**Stated problem 1:** Do the statements (a), (b) and (c) below agree with the Skype excerpt? Answer yes or no for each, and quote the deciding words from the excerpt. (a) Microsoft purchased Skype in 2011. (b) In 2008 a Skype spokesperson told CNET that Skype could comply with a wiretap request. (c) The PRISM system reaches Outlook.com and Hotmail communications after they have been encrypted.

**Excerpt to read:**

☆ ☆ ☆ ☆ ☆ ☆ ☆

Skype's reputation as a fervent protector of privacy rights has been dying a
slow death in recent years, and Thursday's report may have been its last gasp.
It was only five years ago that Skype claimed it did not have the ability to
intercept calls. "Because of Skype's peer-to-peer architecture and encryption
techniques, Skype would not be able to comply with [a wiretap request]," a
company spokesperson told CNET in 2008.

But since being purchased by Microsoft in 2011, the company has reportedly
been quietly re-engineering its network infrastructure -- all the while making
oblique denials that it has been doing so -- in order to facilitate just such
activity. Thursday's report appears to confirm what many observers have
suspected all along.

These latest revelations also add greater detail about the operations of the
NSA's PRISM program, a collection system that allows the agency to gather the
content of Internet communications from its corporate partners. According to
the report, the system is, for example, able to circumvent Outlook.com and
Hotmail's encryption systems by gaining access to communications at a stage
before they are encrypted.

☆ ☆ ☆ ☆ ☆ ☆ ☆

**Listing:**

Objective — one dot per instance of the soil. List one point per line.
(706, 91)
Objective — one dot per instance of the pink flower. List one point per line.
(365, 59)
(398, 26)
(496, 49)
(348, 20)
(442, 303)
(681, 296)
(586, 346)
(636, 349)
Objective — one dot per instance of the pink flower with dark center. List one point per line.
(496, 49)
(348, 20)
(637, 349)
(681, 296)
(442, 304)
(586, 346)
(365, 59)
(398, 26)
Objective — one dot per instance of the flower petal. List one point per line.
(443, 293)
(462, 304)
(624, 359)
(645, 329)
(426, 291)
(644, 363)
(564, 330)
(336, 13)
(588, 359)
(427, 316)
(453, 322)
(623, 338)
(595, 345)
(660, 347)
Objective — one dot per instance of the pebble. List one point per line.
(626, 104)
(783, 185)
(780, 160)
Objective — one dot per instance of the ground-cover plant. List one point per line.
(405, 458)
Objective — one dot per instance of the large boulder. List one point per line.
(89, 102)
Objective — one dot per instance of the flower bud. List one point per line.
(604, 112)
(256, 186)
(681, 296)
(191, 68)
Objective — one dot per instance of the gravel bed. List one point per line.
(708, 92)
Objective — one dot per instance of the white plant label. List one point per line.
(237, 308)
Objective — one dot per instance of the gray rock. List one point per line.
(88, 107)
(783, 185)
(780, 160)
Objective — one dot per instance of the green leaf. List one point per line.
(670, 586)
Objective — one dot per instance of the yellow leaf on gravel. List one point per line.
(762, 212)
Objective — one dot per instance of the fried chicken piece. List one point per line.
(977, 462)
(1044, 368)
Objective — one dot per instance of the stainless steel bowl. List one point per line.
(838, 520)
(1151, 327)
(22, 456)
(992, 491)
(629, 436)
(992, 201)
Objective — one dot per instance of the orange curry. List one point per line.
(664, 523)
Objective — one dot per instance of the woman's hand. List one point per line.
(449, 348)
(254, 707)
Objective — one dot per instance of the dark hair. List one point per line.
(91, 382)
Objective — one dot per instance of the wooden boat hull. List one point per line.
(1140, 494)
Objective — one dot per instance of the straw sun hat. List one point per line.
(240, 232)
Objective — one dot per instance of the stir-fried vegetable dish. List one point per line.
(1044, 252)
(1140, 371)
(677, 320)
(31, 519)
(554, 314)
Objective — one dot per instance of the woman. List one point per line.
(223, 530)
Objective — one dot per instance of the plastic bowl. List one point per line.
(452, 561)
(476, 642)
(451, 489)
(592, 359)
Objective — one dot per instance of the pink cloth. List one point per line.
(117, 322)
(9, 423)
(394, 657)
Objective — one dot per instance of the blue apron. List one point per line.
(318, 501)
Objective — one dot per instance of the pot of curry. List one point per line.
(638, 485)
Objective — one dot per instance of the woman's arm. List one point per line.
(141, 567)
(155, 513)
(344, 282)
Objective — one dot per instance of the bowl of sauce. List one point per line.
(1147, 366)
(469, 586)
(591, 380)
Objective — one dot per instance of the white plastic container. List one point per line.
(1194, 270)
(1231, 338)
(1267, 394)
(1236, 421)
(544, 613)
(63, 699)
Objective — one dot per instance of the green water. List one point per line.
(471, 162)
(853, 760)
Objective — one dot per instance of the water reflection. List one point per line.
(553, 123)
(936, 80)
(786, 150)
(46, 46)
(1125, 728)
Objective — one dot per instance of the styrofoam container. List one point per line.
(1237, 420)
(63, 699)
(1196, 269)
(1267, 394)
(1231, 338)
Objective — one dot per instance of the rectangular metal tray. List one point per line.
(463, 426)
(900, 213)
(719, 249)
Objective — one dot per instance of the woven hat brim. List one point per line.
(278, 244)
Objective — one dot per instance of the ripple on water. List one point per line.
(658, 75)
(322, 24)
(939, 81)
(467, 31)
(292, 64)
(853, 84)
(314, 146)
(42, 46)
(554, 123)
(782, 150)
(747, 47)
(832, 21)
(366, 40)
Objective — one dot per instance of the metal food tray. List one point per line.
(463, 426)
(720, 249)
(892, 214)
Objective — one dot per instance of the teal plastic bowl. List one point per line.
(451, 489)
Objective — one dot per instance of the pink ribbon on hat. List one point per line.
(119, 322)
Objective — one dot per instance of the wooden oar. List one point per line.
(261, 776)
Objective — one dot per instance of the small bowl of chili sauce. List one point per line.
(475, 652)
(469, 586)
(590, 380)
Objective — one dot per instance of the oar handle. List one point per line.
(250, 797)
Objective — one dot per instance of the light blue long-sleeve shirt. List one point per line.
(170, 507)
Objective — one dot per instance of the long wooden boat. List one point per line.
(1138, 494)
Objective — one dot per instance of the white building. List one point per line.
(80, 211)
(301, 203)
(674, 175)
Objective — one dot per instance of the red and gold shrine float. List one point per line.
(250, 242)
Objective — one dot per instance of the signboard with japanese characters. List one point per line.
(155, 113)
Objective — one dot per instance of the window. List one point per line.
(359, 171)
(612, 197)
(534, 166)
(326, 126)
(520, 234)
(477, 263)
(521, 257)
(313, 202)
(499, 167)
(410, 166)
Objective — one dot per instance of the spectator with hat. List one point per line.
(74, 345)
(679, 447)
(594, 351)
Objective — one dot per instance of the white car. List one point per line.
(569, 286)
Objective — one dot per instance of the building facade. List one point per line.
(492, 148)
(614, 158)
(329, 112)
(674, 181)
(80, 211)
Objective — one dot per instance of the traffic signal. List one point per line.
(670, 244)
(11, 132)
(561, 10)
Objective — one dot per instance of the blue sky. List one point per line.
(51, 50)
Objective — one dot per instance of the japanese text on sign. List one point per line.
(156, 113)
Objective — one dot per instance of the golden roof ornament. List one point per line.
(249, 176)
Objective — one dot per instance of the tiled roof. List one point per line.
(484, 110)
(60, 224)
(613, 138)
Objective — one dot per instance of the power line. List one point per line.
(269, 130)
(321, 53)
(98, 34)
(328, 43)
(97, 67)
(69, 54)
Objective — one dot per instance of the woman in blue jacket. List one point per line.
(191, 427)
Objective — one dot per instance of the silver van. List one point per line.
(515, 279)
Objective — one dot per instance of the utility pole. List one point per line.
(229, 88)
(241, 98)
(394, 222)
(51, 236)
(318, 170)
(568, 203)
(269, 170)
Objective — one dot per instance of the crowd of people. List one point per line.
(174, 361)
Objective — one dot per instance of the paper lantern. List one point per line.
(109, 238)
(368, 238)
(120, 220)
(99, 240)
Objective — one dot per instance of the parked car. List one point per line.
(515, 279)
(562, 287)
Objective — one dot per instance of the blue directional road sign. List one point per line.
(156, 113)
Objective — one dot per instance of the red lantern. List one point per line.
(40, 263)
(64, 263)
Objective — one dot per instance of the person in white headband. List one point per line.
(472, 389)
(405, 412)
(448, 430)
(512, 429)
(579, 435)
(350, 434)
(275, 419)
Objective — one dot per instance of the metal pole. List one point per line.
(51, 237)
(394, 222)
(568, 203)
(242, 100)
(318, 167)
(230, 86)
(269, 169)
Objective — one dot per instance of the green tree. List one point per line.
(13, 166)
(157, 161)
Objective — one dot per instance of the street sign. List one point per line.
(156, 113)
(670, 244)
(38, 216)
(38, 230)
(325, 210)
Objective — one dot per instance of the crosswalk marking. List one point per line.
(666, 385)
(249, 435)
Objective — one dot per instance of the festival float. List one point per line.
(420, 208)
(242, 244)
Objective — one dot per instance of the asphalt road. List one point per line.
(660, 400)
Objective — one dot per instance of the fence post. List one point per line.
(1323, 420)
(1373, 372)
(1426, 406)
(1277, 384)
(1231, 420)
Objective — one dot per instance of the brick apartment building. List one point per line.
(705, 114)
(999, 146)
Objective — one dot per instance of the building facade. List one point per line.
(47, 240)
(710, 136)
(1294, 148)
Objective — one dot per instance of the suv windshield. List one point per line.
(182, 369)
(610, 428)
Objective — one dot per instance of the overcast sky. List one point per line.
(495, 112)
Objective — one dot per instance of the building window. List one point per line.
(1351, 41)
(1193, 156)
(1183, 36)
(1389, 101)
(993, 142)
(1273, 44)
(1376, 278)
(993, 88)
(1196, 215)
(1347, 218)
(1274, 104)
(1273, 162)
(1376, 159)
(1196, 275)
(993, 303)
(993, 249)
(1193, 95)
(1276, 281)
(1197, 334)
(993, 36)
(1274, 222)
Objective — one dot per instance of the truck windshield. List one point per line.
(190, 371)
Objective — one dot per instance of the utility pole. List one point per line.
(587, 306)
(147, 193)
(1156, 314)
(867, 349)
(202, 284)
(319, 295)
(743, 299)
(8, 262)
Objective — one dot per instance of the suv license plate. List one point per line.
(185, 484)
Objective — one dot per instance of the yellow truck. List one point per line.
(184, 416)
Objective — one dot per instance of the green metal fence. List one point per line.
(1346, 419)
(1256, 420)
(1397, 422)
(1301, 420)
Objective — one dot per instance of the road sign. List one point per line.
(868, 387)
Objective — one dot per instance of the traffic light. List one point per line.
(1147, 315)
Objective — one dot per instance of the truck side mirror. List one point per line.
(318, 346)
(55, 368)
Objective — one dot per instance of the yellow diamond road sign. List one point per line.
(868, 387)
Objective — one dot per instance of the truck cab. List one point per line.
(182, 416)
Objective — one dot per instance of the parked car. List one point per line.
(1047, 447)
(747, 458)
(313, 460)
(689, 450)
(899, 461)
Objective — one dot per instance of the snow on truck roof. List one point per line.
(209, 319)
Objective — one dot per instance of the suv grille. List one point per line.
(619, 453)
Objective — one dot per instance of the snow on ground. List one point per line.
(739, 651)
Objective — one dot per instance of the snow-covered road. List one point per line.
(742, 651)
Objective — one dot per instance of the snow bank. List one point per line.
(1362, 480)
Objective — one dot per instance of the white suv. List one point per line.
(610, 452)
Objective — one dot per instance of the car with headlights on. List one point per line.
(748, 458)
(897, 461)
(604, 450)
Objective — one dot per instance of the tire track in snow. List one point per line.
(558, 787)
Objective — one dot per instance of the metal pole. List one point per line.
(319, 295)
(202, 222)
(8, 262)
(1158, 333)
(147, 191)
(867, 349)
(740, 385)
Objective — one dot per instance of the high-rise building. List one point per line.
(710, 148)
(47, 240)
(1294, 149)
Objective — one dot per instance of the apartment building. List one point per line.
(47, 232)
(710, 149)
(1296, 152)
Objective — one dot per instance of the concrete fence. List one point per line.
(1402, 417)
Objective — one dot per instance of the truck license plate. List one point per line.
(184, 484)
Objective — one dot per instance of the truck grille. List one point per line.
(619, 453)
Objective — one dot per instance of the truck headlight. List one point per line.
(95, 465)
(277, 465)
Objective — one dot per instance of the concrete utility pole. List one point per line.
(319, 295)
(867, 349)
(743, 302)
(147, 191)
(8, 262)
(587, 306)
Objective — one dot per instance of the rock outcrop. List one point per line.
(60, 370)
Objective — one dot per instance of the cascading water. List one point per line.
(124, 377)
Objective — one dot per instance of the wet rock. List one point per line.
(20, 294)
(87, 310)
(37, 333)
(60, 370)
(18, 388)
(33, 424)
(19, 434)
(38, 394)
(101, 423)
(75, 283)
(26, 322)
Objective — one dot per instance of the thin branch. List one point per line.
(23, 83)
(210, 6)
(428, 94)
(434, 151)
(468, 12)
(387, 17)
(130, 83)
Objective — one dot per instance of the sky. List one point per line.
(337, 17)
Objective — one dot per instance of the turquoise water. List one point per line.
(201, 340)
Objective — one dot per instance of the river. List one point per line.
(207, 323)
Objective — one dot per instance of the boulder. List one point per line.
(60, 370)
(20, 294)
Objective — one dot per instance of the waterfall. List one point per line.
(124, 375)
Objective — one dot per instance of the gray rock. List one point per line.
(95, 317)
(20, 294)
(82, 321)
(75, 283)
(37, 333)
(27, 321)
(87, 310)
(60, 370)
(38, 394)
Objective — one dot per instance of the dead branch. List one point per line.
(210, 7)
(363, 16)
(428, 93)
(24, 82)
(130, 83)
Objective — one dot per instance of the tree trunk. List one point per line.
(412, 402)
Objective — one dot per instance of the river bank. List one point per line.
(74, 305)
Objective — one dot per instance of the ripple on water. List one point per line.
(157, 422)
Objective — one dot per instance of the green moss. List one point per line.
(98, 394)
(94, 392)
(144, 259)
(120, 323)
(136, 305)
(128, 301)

☆ ☆ ☆ ☆ ☆ ☆ ☆

**Stated problem 2:** Which lines of the listing contain the string "wooden"? Pick out and copy every such line, with case counting in the match.

**Full solution 1:**
(a) Yes: "since being purchased by Microsoft in 2011"
(b) No: "Skype would not be able to comply with [a wiretap request]"
(c) No: "by gaining access to communications at a stage before they are encrypted"

**Full solution 2:**
Objective — one dot per instance of the wooden boat hull. List one point per line.
Objective — one dot per instance of the wooden oar. List one point per line.
Objective — one dot per instance of the long wooden boat. List one point per line.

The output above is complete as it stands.